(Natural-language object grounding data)
▼
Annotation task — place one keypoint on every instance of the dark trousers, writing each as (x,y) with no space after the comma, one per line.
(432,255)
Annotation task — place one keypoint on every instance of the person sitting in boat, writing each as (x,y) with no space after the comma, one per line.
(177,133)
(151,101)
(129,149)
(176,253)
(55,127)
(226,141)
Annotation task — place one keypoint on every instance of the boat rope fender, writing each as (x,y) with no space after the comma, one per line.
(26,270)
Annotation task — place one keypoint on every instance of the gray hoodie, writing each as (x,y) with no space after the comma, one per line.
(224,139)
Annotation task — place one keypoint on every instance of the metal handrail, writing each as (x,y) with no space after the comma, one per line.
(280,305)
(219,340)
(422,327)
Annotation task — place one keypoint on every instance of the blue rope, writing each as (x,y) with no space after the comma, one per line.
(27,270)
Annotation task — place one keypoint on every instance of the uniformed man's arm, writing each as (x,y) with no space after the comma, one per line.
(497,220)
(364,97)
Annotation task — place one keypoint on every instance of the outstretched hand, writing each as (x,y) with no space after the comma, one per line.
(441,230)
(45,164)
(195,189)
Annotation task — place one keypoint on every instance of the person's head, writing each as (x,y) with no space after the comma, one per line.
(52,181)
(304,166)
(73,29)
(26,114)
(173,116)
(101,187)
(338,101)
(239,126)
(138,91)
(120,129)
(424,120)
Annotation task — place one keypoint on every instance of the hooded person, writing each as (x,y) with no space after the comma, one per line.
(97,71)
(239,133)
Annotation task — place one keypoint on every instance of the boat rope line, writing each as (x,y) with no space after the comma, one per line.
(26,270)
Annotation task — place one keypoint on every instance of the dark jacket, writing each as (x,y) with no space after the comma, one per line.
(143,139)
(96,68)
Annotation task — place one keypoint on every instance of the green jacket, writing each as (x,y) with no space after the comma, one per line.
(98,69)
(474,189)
▲
Assigned task: Write out exactly the lines that run from the one containing "of the hooded" to the end of the records, both end lines included.

Solution for this exercise:
Annotation task — place one keypoint on every instance of the hooded person, writing each as (x,y) with no space after the comma, one per line.
(97,71)
(239,133)
Annotation task — place one keypoint on every instance of the boat rope line, writing each as (x,y) with no space after the comma, one per line.
(26,270)
Annotation task — place one keypoint on every instance of the dark jacket, writing each as (x,y) with no space after the comma, one per line.
(143,139)
(96,68)
Annotation task — place one keypoint on every instance of the green jacket, writing each as (x,y) with no space after the comma, one per line.
(98,69)
(474,189)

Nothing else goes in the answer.